[EXERCISE TEXT]
============

Let’s bust this myth. Certainly, mental health issues can raise the risk of marital dissatisfaction. Those who struggle with mental health may be more likely to struggle with relationships. However, chronic mental disorders such as depression and anxiety affect millions of people. About 8 percent of U.S. adults have had one major depressive episode. Anxiety disorders, including OCD and PTSD, affect 19 percent. Many of those adults can maintain and thrive in healthy relationships, romantic and otherwise. And of course, many people break up and get divorced in situations where mental illness isn’t a factor at all.

While researchers may find links between a mental health diagnosis and poor relationship outcomes, remember that they’re comparing data points. In people’s lived experience, mental health — good or bad — is part of a complex tapestry of emotions, motives, and behaviors. How they show up in relationships is hardly reducible to any diagnosis.

That said, it’s worth considering how any mental health struggles affect the relationship. If symptoms are causing harm, consider what’s healthiest for both people.

============

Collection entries
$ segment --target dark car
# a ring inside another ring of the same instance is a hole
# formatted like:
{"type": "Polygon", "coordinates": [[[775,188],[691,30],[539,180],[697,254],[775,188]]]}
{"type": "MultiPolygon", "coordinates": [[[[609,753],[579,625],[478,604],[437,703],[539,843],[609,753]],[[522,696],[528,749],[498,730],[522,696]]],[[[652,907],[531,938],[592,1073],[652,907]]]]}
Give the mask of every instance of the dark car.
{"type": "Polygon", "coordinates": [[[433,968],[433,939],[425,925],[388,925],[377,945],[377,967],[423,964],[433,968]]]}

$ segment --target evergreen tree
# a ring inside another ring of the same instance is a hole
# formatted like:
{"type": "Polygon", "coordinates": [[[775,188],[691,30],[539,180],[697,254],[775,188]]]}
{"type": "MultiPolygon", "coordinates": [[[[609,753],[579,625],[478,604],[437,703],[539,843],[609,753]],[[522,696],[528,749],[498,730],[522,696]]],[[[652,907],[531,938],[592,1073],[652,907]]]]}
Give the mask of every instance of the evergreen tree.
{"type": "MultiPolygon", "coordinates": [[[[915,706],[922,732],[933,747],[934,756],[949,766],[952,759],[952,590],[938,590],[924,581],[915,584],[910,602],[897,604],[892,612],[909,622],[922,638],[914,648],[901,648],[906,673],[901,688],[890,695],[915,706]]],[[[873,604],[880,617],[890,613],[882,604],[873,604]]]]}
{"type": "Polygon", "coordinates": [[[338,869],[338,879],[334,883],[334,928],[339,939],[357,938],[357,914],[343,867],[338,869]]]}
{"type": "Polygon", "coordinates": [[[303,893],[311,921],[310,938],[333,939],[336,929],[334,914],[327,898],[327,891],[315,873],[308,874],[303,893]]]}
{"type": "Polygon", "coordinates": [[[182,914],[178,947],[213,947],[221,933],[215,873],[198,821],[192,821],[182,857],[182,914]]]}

============

[WHAT YOU NEED TO DO]
1. Answer these questions using the text on mental health and relationships.
(a) About what percentage of U.S. adults have had one major depressive episode?
(b) Which two conditions does the text list among anxiety disorders?
(c) What does the text say researchers are comparing when they find links between a diagnosis and poor relationship outcomes?
2. Translate this sentence from the text on mental health and relationships into Spanish: "In people’s lived experience, mental health — good or bad — is part of a complex tapestry of emotions, motives, and behaviors."

[RESULTS FOR EACH TASK]
1.
(a) About 8 percent.
(b) OCD and PTSD.
(c) Data points.

2. En la experiencia vivida de las personas, la salud mental, buena o mala, forma parte de un complejo entramado de emociones, motivos y comportamientos.